▶ [Given text]:
◆ ◆ ◆ ◆ ◆ ◆ ◆

I hereto acknowledge and agree that any amounts payable for damages resulting from any disputes arising out of this agreement constitute stipulated (liquidated) damages and not penalties. I further acknowledge that: (i) the actual amount of loss or damages likely to be incurred by Seller is difficult to precisely estimate; (ii) the amounts specified in such subsections bear a reasonable proportion and are not plainly or grossly disproportionate to the probable loss likely to be incurred by Seller in connection with any failure by me to perform his or her obligations under this agreement. I further agree that failure to consult with counsel prior to entering this agreement is not a defense to enforcement of this entire agreement and all clauses contained herein. 

  1. NO GUARANTEE

I understand that Seller does not warrant or guarantee any specific level of performance or results. Examples of results obtained for other clients by Seller may be used as a marketing tool and shown to me for demonstrative purposes only and should not be construed by me as indicating any promised results or level of results.

◆ ◆ ◆ ◆ ◆ ◆ ◆

▶ [Information supplied]:
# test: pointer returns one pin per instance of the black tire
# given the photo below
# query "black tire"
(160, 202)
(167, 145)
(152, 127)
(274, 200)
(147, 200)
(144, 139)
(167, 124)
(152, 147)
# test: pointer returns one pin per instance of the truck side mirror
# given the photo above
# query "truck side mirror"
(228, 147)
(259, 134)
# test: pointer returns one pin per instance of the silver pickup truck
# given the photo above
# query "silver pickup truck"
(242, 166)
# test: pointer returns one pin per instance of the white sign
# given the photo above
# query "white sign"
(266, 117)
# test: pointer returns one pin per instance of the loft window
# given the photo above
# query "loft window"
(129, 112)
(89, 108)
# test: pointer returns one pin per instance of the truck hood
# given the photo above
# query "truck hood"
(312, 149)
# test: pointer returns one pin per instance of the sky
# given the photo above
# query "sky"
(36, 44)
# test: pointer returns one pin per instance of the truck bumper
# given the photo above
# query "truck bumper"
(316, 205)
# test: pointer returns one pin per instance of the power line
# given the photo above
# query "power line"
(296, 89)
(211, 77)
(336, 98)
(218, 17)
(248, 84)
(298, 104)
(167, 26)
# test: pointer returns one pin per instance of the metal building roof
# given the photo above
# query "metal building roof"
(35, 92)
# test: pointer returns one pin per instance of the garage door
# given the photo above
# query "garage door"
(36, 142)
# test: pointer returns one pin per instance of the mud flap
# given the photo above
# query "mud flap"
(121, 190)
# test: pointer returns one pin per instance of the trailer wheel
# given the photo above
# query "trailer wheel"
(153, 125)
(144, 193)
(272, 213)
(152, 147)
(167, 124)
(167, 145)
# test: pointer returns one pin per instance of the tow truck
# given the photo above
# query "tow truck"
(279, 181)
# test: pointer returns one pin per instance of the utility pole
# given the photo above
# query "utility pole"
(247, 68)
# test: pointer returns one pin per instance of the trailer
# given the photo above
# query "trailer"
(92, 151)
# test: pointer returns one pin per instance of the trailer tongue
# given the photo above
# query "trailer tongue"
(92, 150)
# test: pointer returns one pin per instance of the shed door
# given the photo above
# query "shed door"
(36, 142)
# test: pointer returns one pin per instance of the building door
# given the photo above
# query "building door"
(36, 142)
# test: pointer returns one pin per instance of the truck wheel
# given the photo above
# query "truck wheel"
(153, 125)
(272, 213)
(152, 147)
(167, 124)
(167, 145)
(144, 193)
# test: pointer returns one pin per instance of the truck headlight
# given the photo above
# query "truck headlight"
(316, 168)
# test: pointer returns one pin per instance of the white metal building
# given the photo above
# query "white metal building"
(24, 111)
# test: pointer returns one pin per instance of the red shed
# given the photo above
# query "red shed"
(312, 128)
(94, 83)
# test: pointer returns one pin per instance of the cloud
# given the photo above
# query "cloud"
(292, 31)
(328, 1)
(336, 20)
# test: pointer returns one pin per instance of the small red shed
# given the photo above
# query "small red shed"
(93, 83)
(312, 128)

◆ ◆ ◆ ◆ ◆ ◆ ◆

▶ [What is needed]:
Extract the contract passage on damages and performance guarantees word for word, in full. These rows were drawn from a separate source.

▶ [Exercise output]:
I hereto acknowledge and agree that any amounts payable for damages resulting from any disputes arising out of this agreement constitute stipulated (liquidated) damages and not penalties. I further acknowledge that: (i) the actual amount of loss or damages likely to be incurred by Seller is difficult to precisely estimate; (ii) the amounts specified in such subsections bear a reasonable proportion and are not plainly or grossly disproportionate to the probable loss likely to be incurred by Seller in connection with any failure by me to perform his or her obligations under this agreement. I further agree that failure to consult with counsel prior to entering this agreement is not a defense to enforcement of this entire agreement and all clauses contained herein. 

  1. NO GUARANTEE

I understand that Seller does not warrant or guarantee any specific level of performance or results. Examples of results obtained for other clients by Seller may be used as a marketing tool and shown to me for demonstrative purposes only and should not be construed by me as indicating any promised results or level of results.